**WHAT YOU WILL DO**. Repeat exactly, and only, the lines from the one holding "[indicate] yellow inflatable" through the last line of the records below.

+ + +

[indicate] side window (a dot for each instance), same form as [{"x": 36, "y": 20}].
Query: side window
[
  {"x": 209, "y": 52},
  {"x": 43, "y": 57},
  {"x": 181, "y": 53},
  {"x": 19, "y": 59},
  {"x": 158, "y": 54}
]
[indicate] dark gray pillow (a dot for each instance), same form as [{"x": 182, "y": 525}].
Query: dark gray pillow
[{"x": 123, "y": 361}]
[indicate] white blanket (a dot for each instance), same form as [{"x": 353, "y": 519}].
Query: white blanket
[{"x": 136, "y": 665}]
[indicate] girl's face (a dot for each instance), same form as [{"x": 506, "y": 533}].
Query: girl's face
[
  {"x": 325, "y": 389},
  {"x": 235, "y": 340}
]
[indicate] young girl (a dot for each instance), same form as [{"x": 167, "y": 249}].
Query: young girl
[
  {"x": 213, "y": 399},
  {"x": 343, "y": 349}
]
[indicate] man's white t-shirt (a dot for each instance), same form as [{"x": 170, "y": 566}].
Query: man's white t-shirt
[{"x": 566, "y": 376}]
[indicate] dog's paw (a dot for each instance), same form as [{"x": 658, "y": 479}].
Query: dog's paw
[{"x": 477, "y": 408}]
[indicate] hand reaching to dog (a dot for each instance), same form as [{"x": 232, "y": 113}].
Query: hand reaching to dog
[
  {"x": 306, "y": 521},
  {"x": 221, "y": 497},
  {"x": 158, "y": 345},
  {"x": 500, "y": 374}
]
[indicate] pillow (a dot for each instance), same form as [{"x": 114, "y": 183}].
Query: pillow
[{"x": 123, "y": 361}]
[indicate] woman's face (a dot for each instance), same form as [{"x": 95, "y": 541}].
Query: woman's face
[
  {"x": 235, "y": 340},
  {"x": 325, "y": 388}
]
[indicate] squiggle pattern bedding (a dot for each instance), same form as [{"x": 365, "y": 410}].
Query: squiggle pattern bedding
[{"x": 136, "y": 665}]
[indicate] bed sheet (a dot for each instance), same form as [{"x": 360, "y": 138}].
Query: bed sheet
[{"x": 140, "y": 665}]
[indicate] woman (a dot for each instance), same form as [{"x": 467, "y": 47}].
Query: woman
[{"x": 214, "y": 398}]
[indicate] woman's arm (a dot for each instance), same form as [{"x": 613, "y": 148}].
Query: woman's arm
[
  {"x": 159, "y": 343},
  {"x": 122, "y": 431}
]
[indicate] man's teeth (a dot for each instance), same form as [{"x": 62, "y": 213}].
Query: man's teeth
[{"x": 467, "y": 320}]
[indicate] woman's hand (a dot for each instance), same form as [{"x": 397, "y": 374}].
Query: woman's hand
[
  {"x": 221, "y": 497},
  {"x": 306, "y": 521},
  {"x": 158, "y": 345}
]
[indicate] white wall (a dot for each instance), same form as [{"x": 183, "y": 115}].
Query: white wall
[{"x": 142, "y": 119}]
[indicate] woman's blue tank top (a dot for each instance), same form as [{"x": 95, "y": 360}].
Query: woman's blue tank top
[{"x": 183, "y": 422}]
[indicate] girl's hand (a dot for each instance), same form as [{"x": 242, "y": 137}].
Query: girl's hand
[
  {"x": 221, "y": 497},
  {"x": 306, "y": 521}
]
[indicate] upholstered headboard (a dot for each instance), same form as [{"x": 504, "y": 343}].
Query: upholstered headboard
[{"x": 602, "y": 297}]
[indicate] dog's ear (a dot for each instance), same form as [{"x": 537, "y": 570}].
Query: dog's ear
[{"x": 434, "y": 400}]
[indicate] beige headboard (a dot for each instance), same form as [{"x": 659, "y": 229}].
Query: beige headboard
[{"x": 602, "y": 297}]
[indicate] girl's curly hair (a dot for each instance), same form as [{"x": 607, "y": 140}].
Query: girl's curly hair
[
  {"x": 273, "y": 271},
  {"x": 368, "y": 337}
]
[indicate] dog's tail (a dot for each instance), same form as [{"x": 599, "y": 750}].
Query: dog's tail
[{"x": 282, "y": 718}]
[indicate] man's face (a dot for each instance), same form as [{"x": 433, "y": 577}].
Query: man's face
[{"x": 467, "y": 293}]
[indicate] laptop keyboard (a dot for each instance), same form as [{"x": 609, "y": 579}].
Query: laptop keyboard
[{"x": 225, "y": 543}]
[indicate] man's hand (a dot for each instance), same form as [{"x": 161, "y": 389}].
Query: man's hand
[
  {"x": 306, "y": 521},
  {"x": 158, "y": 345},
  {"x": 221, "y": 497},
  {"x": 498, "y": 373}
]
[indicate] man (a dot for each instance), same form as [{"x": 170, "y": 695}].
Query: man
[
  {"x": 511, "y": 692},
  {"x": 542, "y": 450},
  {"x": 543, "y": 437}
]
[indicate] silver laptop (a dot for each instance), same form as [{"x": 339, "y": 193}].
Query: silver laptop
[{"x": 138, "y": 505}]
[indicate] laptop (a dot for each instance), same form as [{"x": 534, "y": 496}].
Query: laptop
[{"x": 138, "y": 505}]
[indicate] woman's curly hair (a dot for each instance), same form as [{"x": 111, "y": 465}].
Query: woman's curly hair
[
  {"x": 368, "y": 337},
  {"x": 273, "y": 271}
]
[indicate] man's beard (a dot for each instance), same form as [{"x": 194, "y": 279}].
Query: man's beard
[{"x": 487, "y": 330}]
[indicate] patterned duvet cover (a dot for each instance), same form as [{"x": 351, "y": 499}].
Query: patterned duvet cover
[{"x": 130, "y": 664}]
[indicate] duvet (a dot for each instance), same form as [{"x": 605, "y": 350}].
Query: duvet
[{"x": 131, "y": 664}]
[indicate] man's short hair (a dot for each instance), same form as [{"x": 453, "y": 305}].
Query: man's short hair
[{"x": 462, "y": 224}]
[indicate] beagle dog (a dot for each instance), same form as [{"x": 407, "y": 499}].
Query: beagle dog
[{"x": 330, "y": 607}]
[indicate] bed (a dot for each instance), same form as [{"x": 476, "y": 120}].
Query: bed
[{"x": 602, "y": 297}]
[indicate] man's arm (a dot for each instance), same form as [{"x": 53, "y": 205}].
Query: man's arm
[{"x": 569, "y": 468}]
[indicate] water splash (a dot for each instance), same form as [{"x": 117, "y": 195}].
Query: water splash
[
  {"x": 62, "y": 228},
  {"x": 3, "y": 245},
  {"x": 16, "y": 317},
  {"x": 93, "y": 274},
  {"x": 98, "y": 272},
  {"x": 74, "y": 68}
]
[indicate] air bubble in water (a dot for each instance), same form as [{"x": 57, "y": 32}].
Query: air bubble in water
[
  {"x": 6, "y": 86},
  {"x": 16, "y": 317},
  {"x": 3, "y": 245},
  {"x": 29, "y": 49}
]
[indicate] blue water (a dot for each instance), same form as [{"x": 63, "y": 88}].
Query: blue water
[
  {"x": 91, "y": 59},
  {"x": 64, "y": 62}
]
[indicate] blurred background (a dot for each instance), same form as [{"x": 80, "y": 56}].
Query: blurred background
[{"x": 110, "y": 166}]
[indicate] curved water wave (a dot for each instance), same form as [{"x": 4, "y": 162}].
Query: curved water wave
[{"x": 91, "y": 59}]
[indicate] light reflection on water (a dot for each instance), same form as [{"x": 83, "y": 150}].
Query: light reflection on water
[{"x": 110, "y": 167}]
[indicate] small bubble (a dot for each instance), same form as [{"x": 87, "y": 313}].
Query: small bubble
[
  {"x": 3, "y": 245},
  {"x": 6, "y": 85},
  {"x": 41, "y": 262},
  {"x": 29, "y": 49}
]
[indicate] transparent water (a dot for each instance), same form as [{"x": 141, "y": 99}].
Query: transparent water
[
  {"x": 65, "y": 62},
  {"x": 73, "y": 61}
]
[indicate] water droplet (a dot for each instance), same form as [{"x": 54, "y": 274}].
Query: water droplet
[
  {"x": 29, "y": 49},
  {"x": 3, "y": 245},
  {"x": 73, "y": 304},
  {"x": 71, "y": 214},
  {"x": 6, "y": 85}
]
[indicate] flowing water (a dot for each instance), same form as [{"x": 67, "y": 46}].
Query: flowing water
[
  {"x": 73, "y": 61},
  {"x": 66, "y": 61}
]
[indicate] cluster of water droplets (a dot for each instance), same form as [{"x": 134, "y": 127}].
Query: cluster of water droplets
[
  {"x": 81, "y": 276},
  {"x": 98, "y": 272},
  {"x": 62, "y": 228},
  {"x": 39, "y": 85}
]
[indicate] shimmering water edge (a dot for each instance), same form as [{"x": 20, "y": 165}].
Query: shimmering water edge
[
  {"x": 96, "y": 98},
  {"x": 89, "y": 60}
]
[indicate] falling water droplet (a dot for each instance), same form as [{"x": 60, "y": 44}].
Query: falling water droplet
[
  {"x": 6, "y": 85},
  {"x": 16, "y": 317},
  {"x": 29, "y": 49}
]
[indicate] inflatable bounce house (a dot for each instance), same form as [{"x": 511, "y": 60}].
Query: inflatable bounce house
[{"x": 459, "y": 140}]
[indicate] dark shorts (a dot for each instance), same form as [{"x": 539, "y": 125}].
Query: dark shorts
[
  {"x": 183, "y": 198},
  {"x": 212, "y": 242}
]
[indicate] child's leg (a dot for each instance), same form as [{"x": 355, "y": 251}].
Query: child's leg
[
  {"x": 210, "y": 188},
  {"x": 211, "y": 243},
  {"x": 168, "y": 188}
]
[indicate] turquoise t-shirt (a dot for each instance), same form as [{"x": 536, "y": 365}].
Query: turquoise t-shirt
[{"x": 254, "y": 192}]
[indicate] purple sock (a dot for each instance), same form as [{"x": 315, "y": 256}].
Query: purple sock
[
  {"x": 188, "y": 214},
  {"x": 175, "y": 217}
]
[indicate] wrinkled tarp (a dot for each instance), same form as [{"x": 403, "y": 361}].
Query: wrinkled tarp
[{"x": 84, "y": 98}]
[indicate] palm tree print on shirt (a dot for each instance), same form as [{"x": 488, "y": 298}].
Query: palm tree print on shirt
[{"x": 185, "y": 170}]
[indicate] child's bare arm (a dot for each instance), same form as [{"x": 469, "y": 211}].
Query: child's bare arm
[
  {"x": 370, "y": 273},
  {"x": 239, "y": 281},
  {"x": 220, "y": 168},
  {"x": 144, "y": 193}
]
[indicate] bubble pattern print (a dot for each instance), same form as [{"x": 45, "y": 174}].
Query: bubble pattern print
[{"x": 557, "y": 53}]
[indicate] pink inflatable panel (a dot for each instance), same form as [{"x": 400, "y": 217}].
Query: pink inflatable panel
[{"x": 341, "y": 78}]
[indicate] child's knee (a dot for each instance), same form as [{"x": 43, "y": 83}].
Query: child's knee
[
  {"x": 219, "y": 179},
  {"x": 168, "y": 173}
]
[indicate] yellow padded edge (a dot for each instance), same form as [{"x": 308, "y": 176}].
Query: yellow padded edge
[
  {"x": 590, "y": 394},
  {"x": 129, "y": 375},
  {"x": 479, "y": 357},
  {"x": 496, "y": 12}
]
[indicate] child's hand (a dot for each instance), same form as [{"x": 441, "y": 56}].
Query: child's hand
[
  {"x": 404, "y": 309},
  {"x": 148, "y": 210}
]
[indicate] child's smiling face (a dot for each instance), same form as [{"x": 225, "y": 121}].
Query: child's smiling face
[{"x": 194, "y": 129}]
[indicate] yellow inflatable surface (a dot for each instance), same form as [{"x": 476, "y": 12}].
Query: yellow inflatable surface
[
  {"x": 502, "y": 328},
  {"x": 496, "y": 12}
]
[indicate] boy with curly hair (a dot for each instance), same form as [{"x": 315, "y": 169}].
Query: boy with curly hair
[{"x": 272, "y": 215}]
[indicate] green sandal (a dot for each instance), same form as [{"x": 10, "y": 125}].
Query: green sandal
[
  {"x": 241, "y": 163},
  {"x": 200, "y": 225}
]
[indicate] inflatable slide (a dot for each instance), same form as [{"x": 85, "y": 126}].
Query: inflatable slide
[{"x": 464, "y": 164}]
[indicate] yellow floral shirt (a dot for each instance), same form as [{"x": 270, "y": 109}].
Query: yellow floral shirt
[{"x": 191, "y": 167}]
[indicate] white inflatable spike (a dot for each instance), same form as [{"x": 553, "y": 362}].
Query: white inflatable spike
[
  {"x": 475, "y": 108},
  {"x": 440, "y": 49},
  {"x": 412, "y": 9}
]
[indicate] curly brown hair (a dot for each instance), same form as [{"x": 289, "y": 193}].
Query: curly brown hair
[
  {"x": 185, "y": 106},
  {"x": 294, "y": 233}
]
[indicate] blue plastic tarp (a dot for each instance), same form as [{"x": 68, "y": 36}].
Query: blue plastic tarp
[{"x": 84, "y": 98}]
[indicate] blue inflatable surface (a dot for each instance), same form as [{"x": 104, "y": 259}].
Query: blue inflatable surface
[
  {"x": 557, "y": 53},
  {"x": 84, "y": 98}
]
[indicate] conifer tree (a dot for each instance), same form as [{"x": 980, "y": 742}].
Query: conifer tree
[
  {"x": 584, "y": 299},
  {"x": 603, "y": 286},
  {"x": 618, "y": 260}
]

+ + +

**SOLUTION TO THIS TASK**.
[indicate] yellow inflatable surface (a dot for each instance), same form as [{"x": 476, "y": 12}].
Query: yellow inflatable surface
[
  {"x": 502, "y": 328},
  {"x": 496, "y": 12}
]
[indicate] boy with curly hair (a dot for each instance), same form as [{"x": 315, "y": 169}].
Query: boy with curly hair
[{"x": 272, "y": 215}]
[indicate] green sandal (a dot for each instance), same form as [{"x": 10, "y": 125}].
Query: green sandal
[
  {"x": 241, "y": 163},
  {"x": 200, "y": 225}
]
[indicate] inflatable slide (a dot for each instance), same form as [{"x": 85, "y": 126}].
Query: inflatable slide
[{"x": 464, "y": 164}]
[indicate] yellow floral shirt (a dot for each instance), same form as [{"x": 270, "y": 109}].
Query: yellow floral shirt
[{"x": 191, "y": 167}]
[indicate] white inflatable spike (a dot for each instance), same form as [{"x": 553, "y": 362}].
Query: white inflatable spike
[
  {"x": 475, "y": 108},
  {"x": 440, "y": 49},
  {"x": 412, "y": 9}
]
[indicate] curly brown hair (a dot for each instance), same form as [{"x": 289, "y": 193}].
Query: curly brown hair
[
  {"x": 185, "y": 106},
  {"x": 294, "y": 233}
]
[indicate] blue plastic tarp (a dot for each instance), same form as [{"x": 68, "y": 36}].
Query: blue plastic tarp
[{"x": 84, "y": 98}]
[indicate] blue inflatable surface (a dot for each instance), same form as [{"x": 104, "y": 259}].
Query: blue inflatable surface
[
  {"x": 557, "y": 53},
  {"x": 84, "y": 98}
]
[indicate] conifer tree (a dot for each instance), same form as [{"x": 980, "y": 742}].
Query: conifer tree
[
  {"x": 584, "y": 299},
  {"x": 603, "y": 286},
  {"x": 618, "y": 260}
]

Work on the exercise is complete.